**Aim of the exercise:** Print out the material that follows word for word.

# Input rows start

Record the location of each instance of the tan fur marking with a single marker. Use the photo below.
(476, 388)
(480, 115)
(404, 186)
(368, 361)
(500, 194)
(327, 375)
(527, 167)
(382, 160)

# Input rows end

**Result of this task:**
Record the location of each instance of the tan fur marking with a single marker. Use the photo below.
(476, 388)
(480, 115)
(404, 186)
(368, 361)
(500, 194)
(327, 375)
(527, 167)
(382, 160)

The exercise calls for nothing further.